* Given data:
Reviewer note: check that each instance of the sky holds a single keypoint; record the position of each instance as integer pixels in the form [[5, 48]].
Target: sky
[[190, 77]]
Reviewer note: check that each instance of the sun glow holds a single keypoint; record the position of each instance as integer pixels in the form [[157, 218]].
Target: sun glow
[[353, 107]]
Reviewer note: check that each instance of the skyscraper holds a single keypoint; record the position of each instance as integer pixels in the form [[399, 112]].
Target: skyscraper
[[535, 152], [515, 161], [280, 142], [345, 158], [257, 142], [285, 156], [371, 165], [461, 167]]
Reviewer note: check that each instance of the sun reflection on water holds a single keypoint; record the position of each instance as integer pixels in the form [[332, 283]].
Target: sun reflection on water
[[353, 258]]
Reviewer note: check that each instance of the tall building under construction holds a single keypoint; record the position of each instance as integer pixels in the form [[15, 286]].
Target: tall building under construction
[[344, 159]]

* Exercise brief: Convert the listing above into a JSON array of strings, one string per line, omitting any blank lines.

* Solution below:
[
  "Reviewer note: check that each instance of the sky holds a single keypoint; record the position of each instance as integer pixels in the form [[5, 48]].",
  "Target: sky",
  "[[190, 77]]",
  "Reviewer note: check that each instance of the sun glow holds a single keypoint; record the position of each instance as integer pixels in the form [[157, 218]].",
  "Target: sun glow",
  "[[353, 107]]",
  "Reviewer note: check that each instance of the skyscraper holds a single keypoint; record the position of each instance as integer pixels in the form [[399, 112]].",
  "Target: skyscraper",
  "[[535, 152], [515, 161], [280, 142], [345, 158], [257, 142], [285, 156], [371, 165], [461, 167]]",
  "Reviewer note: check that each instance of the sun reflection on water holds a single keypoint; record the position of each instance as integer pixels in the form [[332, 283]].",
  "Target: sun reflection on water",
  "[[353, 258]]",
  "Reviewer note: check that each instance of the tall building under construction holds a single keypoint; record the position of each instance as integer pixels in the form [[15, 286]].",
  "Target: tall building under construction",
  "[[344, 159]]"
]